What the exercise asks – Give back only the line containing "parking lot, given" and every line after it through the end of the data below, transcribed exactly.

[Start of section]

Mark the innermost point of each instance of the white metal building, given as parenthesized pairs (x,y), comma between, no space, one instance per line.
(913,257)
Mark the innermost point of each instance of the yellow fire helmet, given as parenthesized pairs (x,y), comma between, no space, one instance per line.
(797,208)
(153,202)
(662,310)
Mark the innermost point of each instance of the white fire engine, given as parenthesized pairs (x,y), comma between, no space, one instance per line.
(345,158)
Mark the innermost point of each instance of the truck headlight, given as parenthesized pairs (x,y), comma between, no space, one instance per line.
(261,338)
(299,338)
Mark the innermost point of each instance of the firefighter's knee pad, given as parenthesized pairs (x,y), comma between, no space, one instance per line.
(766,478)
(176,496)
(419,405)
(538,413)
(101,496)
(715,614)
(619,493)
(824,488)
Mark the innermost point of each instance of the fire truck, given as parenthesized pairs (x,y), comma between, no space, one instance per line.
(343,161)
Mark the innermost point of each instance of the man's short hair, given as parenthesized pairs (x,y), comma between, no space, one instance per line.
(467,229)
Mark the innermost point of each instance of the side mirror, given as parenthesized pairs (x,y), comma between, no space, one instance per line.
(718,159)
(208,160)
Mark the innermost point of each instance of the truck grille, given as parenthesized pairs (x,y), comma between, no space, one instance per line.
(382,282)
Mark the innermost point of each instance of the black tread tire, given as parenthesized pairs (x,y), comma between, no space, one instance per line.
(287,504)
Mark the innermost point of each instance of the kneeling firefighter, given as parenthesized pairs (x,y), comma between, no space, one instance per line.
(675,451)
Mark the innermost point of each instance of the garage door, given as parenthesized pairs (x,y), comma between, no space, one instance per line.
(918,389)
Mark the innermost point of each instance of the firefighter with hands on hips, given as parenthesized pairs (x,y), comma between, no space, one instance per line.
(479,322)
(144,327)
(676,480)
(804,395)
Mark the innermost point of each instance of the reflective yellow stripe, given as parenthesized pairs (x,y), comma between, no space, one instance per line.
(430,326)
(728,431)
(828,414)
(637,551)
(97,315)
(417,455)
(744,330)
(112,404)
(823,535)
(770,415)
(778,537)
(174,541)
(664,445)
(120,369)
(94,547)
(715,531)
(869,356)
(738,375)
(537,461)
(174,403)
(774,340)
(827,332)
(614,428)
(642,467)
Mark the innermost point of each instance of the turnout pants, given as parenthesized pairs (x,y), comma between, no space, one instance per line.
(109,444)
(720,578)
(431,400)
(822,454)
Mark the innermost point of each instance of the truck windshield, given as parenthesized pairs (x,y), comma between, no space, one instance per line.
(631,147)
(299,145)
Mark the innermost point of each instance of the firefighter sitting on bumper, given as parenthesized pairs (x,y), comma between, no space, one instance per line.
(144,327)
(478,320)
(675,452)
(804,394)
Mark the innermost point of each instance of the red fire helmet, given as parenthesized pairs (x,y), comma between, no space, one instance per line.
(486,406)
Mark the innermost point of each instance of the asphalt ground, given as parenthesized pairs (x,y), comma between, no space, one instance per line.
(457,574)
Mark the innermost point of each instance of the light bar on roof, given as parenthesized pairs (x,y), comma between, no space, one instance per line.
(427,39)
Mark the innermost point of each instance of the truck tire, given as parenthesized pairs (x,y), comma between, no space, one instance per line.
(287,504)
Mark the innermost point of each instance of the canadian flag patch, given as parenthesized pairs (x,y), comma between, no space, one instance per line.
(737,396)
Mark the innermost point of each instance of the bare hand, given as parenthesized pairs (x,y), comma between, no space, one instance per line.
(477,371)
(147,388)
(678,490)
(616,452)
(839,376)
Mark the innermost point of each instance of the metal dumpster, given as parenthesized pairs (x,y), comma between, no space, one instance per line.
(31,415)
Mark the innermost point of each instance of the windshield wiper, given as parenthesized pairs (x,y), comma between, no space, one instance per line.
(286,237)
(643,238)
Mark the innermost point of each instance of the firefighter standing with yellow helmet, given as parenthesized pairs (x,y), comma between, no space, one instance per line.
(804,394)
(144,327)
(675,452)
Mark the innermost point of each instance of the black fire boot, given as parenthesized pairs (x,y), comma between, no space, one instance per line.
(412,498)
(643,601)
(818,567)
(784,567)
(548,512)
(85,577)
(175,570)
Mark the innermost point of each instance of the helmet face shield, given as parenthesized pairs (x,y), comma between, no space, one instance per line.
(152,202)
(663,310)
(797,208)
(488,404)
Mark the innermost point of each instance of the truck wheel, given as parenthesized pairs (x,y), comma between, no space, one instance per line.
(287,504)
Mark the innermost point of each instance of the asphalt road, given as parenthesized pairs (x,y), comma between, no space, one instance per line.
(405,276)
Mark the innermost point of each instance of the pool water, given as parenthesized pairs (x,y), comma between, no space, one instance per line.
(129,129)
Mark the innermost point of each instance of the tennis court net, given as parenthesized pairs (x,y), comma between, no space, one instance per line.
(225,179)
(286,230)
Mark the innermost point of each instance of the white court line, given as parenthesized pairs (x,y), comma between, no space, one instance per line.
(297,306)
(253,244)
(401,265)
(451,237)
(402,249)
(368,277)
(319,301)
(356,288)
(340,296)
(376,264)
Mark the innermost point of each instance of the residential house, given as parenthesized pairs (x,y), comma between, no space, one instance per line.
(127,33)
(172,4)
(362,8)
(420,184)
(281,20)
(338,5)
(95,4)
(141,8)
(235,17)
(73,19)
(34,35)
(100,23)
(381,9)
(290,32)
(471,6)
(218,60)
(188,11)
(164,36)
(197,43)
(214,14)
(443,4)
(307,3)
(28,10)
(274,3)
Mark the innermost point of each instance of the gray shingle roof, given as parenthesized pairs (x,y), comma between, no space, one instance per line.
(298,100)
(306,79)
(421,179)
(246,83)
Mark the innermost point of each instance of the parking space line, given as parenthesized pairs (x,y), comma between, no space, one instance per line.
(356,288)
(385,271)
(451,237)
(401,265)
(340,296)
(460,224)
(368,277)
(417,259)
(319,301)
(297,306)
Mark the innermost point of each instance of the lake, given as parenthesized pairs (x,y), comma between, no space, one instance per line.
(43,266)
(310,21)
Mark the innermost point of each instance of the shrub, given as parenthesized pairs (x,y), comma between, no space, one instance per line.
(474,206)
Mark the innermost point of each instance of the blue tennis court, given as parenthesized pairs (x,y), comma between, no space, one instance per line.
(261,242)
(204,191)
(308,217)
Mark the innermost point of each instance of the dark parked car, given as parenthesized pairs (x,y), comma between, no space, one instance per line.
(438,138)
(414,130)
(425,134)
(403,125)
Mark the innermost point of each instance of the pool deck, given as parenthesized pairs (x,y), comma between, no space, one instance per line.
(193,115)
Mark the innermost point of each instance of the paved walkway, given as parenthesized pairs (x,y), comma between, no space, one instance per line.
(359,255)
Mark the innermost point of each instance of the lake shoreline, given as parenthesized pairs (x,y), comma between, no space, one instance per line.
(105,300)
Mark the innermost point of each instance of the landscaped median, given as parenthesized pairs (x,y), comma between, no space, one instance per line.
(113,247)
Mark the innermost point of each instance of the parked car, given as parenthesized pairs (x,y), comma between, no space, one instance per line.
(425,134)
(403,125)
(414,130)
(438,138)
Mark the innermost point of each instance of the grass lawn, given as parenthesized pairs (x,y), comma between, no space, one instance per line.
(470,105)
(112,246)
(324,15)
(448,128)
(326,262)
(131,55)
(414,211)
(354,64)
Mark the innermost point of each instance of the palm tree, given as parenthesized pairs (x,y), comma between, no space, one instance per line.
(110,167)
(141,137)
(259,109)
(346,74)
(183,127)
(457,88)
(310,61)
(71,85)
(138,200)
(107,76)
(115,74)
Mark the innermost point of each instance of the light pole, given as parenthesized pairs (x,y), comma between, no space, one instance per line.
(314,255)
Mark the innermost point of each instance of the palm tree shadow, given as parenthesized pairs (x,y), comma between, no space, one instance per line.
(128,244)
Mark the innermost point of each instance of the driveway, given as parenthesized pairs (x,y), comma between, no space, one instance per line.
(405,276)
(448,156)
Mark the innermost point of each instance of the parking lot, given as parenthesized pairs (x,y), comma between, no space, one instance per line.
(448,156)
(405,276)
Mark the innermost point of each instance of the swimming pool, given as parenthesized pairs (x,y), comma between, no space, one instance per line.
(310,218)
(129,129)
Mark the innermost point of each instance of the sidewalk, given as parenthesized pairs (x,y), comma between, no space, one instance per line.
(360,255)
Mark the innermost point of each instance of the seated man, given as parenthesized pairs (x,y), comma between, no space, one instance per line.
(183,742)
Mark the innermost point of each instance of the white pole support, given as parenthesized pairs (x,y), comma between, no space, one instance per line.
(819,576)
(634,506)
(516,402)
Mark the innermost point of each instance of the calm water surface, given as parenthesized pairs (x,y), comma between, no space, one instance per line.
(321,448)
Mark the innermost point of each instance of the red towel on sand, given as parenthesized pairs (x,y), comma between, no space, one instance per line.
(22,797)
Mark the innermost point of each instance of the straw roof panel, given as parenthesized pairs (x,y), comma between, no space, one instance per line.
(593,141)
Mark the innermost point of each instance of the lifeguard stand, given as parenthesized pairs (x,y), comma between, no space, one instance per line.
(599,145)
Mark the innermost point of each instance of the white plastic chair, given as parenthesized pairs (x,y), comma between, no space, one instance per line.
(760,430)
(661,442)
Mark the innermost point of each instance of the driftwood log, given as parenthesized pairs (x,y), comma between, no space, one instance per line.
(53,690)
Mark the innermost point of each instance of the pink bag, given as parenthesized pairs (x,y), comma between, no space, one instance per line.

[End of section]

Task output –
Mark the innermost point of each instance of the parking lot, given as parenthesized pairs (x,y), comma between, no space, one instance per line.
(448,156)
(405,276)
Mark the innermost point of each instance of the swimming pool, given as parenthesized pairs (x,y), comma between, no space, one instance per line.
(310,218)
(129,129)
Mark the innermost point of each instance of the sidewalk, given as parenthesized pairs (x,y), comma between, no space, one instance per line.
(360,255)
Mark the innermost point of each instance of the seated man, given as parenthesized pairs (x,y), comma between, no space, one instance per line.
(183,742)
Mark the innermost point of each instance of the white pole support, given as parenthesized pairs (x,y), comma between, no space, one instance per line.
(819,576)
(634,506)
(516,402)
Mark the innermost point of each instance of the calm water surface, given as parenthesized pairs (x,y), comma between, no space, one instance per line.
(321,448)
Mark the innermost point of each instance of the red towel on sand, given as parenthesized pairs (x,y), comma between, no space, one instance per line.
(22,797)
Mark the innermost point of each instance of the straw roof panel, given as parenthesized pairs (x,y), comma between, no space, one instance per line.
(593,141)
Mark the innermost point of each instance of the lifeguard stand, given as parenthesized pairs (x,y), comma between, no space, one instance per line.
(599,145)
Mark the innermost point of each instance of the white plastic chair, given as parenthesized pairs (x,y), comma between, no space, one instance per line.
(760,430)
(661,442)
Mark the innermost point of each instance of the driftwood log, given as parenthesized pairs (x,y), comma between, no space, one instance per line.
(53,690)
Mark the innermost point of each instance of the pink bag, given as parenthesized pairs (x,y), comma between, no space, one instance per line.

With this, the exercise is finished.